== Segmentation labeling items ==
§

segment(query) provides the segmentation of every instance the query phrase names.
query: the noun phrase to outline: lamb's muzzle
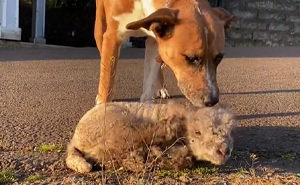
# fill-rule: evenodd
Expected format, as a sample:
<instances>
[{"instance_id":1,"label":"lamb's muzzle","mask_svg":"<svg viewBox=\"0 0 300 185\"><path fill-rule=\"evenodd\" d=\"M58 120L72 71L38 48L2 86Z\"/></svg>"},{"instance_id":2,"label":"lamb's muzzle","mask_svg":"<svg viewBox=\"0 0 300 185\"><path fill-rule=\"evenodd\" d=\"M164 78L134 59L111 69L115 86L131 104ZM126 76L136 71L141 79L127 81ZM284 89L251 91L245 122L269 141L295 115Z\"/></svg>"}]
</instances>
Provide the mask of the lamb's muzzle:
<instances>
[{"instance_id":1,"label":"lamb's muzzle","mask_svg":"<svg viewBox=\"0 0 300 185\"><path fill-rule=\"evenodd\" d=\"M66 164L81 173L91 171L94 163L132 171L149 164L187 168L194 158L220 165L231 155L235 124L233 113L223 106L188 110L175 103L100 104L79 121Z\"/></svg>"}]
</instances>

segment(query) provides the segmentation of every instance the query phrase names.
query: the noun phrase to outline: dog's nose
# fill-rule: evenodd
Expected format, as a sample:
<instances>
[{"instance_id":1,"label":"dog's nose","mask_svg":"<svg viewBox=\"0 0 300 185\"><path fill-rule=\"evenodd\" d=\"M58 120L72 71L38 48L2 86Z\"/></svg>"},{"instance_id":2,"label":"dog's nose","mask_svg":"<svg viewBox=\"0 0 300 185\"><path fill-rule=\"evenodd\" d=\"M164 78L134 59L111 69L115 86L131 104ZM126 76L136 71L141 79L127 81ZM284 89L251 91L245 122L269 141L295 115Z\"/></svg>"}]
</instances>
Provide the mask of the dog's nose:
<instances>
[{"instance_id":1,"label":"dog's nose","mask_svg":"<svg viewBox=\"0 0 300 185\"><path fill-rule=\"evenodd\" d=\"M219 98L204 98L204 104L206 107L212 107L219 102Z\"/></svg>"}]
</instances>

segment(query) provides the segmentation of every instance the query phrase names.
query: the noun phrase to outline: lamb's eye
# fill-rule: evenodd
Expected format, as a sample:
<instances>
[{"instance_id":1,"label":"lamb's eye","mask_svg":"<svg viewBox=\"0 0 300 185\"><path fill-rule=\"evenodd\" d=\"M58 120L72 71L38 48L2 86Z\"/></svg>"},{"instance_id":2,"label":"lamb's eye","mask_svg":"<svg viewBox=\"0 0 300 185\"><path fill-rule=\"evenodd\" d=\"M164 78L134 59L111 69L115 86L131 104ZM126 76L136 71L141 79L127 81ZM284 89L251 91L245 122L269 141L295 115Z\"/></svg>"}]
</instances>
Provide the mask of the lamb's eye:
<instances>
[{"instance_id":1,"label":"lamb's eye","mask_svg":"<svg viewBox=\"0 0 300 185\"><path fill-rule=\"evenodd\" d=\"M195 131L196 135L201 135L201 132L199 130Z\"/></svg>"},{"instance_id":2,"label":"lamb's eye","mask_svg":"<svg viewBox=\"0 0 300 185\"><path fill-rule=\"evenodd\" d=\"M224 57L224 53L219 53L219 54L215 57L214 60L215 60L216 65L219 65L219 64L221 63L223 57Z\"/></svg>"},{"instance_id":3,"label":"lamb's eye","mask_svg":"<svg viewBox=\"0 0 300 185\"><path fill-rule=\"evenodd\" d=\"M184 55L185 60L190 64L190 65L195 65L198 66L202 63L202 58L199 56L187 56Z\"/></svg>"}]
</instances>

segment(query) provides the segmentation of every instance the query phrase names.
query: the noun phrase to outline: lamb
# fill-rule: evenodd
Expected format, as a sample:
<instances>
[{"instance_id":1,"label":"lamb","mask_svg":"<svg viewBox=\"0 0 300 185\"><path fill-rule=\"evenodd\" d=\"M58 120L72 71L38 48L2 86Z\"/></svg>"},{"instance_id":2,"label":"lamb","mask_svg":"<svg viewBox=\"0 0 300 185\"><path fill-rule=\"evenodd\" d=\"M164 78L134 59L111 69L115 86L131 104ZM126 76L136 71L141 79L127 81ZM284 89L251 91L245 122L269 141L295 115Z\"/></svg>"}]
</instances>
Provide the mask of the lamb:
<instances>
[{"instance_id":1,"label":"lamb","mask_svg":"<svg viewBox=\"0 0 300 185\"><path fill-rule=\"evenodd\" d=\"M186 108L176 103L110 102L89 110L67 146L66 165L79 173L222 165L233 150L236 119L229 107Z\"/></svg>"}]
</instances>

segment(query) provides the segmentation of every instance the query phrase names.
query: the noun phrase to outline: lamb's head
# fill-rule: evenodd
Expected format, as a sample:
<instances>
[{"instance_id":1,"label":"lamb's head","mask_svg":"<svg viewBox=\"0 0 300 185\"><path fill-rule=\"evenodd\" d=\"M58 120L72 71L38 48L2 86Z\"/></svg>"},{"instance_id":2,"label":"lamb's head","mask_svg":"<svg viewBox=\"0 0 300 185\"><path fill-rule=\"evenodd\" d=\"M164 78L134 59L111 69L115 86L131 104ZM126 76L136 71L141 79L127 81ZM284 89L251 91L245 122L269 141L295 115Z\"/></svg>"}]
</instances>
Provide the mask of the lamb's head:
<instances>
[{"instance_id":1,"label":"lamb's head","mask_svg":"<svg viewBox=\"0 0 300 185\"><path fill-rule=\"evenodd\" d=\"M200 108L190 115L188 140L195 158L224 164L233 150L231 131L235 126L235 116L225 105Z\"/></svg>"}]
</instances>

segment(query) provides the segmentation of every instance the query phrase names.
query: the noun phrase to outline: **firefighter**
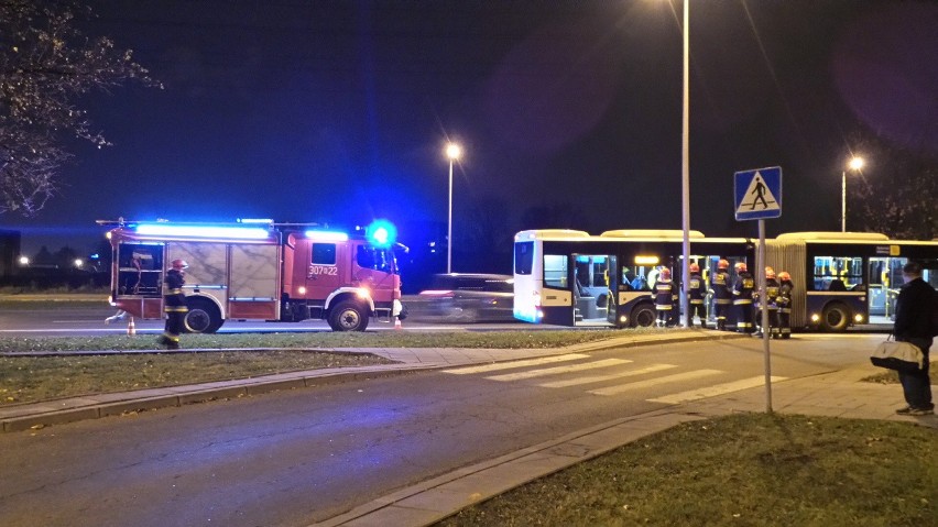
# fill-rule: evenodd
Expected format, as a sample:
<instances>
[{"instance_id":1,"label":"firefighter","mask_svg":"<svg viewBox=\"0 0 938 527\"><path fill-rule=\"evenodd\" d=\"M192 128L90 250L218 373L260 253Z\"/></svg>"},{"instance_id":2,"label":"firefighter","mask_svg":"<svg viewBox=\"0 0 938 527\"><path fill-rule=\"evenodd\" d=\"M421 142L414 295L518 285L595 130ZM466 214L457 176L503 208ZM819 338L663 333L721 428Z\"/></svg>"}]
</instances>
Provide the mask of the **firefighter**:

§

== To do ==
Write the lines above out again exactly, without any of their pictures.

== Response to this task ==
segment(query) provides the segmentation of every instance the query phrase names.
query: the noun phrase to outline: lamb's muzzle
# fill-rule: evenodd
Expected format, as a sample:
<instances>
[{"instance_id":1,"label":"lamb's muzzle","mask_svg":"<svg viewBox=\"0 0 300 185\"><path fill-rule=\"evenodd\" d=\"M58 120L72 71L38 48L2 86Z\"/></svg>"},{"instance_id":2,"label":"lamb's muzzle","mask_svg":"<svg viewBox=\"0 0 300 185\"><path fill-rule=\"evenodd\" d=\"M164 78L134 59L111 69L115 86L131 104ZM126 76L136 71L141 79L127 81ZM284 89L251 91L245 122L269 141L295 115Z\"/></svg>"}]
</instances>
Provide the mask of the lamb's muzzle:
<instances>
[{"instance_id":1,"label":"lamb's muzzle","mask_svg":"<svg viewBox=\"0 0 300 185\"><path fill-rule=\"evenodd\" d=\"M66 164L81 173L91 171L94 163L132 171L149 164L187 168L194 158L220 165L231 155L235 124L233 113L223 106L188 110L175 103L100 104L79 121Z\"/></svg>"}]
</instances>

segment(query) provides the segmentation of every instance the query phrase names.
query: the noun phrase to outline: dog's nose
# fill-rule: evenodd
Expected format, as a sample:
<instances>
[{"instance_id":1,"label":"dog's nose","mask_svg":"<svg viewBox=\"0 0 300 185\"><path fill-rule=\"evenodd\" d=\"M58 120L72 71L38 48L2 86Z\"/></svg>"},{"instance_id":2,"label":"dog's nose","mask_svg":"<svg viewBox=\"0 0 300 185\"><path fill-rule=\"evenodd\" d=\"M164 78L134 59L111 69L115 86L131 104ZM126 76L136 71L141 79L127 81ZM284 89L251 91L245 122L269 141L295 115Z\"/></svg>"}]
</instances>
Provide the mask of the dog's nose:
<instances>
[{"instance_id":1,"label":"dog's nose","mask_svg":"<svg viewBox=\"0 0 300 185\"><path fill-rule=\"evenodd\" d=\"M219 98L204 98L204 104L206 107L212 107L219 102Z\"/></svg>"}]
</instances>

segment(query) provides the segmentation of every instance the query phrase names.
query: the noun phrase to outline: lamb's eye
# fill-rule: evenodd
Expected format, as a sample:
<instances>
[{"instance_id":1,"label":"lamb's eye","mask_svg":"<svg viewBox=\"0 0 300 185\"><path fill-rule=\"evenodd\" d=\"M58 120L72 71L38 48L2 86Z\"/></svg>"},{"instance_id":2,"label":"lamb's eye","mask_svg":"<svg viewBox=\"0 0 300 185\"><path fill-rule=\"evenodd\" d=\"M164 78L134 59L111 69L115 86L131 104ZM126 76L136 71L141 79L127 81ZM284 89L251 91L245 122L269 141L295 115Z\"/></svg>"}]
</instances>
Provide the mask of the lamb's eye:
<instances>
[{"instance_id":1,"label":"lamb's eye","mask_svg":"<svg viewBox=\"0 0 300 185\"><path fill-rule=\"evenodd\" d=\"M195 131L196 135L201 135L201 132L199 130Z\"/></svg>"},{"instance_id":2,"label":"lamb's eye","mask_svg":"<svg viewBox=\"0 0 300 185\"><path fill-rule=\"evenodd\" d=\"M224 57L224 53L219 53L219 54L215 57L214 60L215 60L216 65L219 65L219 64L221 63L223 57Z\"/></svg>"},{"instance_id":3,"label":"lamb's eye","mask_svg":"<svg viewBox=\"0 0 300 185\"><path fill-rule=\"evenodd\" d=\"M184 55L185 60L190 64L190 65L195 65L198 66L202 63L202 58L199 56L187 56Z\"/></svg>"}]
</instances>

segment(query) provides the segmentation of every instance the query phrase names.
query: the noun phrase to outline: lamb
# fill-rule: evenodd
Expected format, as a sample:
<instances>
[{"instance_id":1,"label":"lamb","mask_svg":"<svg viewBox=\"0 0 300 185\"><path fill-rule=\"evenodd\" d=\"M58 120L72 71L38 48L2 86Z\"/></svg>"},{"instance_id":2,"label":"lamb","mask_svg":"<svg viewBox=\"0 0 300 185\"><path fill-rule=\"evenodd\" d=\"M164 78L134 59L111 69L115 86L131 104ZM126 76L136 71L141 79L127 81ZM284 89L251 91L245 122L269 141L295 115Z\"/></svg>"}]
</instances>
Provide the mask of the lamb:
<instances>
[{"instance_id":1,"label":"lamb","mask_svg":"<svg viewBox=\"0 0 300 185\"><path fill-rule=\"evenodd\" d=\"M186 108L176 103L110 102L89 110L67 146L66 165L79 173L222 165L233 150L236 119L229 107Z\"/></svg>"}]
</instances>

segment(query) provides the segmentation of every instance the query phrase names.
query: the noun phrase to outline: lamb's head
# fill-rule: evenodd
Expected format, as a sample:
<instances>
[{"instance_id":1,"label":"lamb's head","mask_svg":"<svg viewBox=\"0 0 300 185\"><path fill-rule=\"evenodd\" d=\"M58 120L72 71L38 48L2 86Z\"/></svg>"},{"instance_id":2,"label":"lamb's head","mask_svg":"<svg viewBox=\"0 0 300 185\"><path fill-rule=\"evenodd\" d=\"M164 78L134 59L111 69L115 86L131 104ZM126 76L136 71L141 79L127 81ZM284 89L251 91L245 122L269 141L295 115Z\"/></svg>"}]
</instances>
Provide the mask of the lamb's head:
<instances>
[{"instance_id":1,"label":"lamb's head","mask_svg":"<svg viewBox=\"0 0 300 185\"><path fill-rule=\"evenodd\" d=\"M200 108L190 115L188 140L195 158L224 164L233 150L231 131L235 126L235 116L225 105Z\"/></svg>"}]
</instances>

segment(query) provides the segmentation of every instance the query phrase names.
query: the noun phrase to outline: **firefighter**
# fill-rule: evenodd
Expected format, as a sample:
<instances>
[{"instance_id":1,"label":"firefighter","mask_svg":"<svg viewBox=\"0 0 938 527\"><path fill-rule=\"evenodd\" d=\"M192 128L90 250L218 373L260 253Z\"/></svg>"},{"instance_id":2,"label":"firefighter","mask_svg":"<svg viewBox=\"0 0 938 527\"><path fill-rule=\"evenodd\" d=\"M421 142L414 295L518 285L595 130ZM466 214L457 176L503 208ZM819 338L663 333L721 428Z\"/></svg>"}]
</instances>
Provide the mask of the **firefighter**:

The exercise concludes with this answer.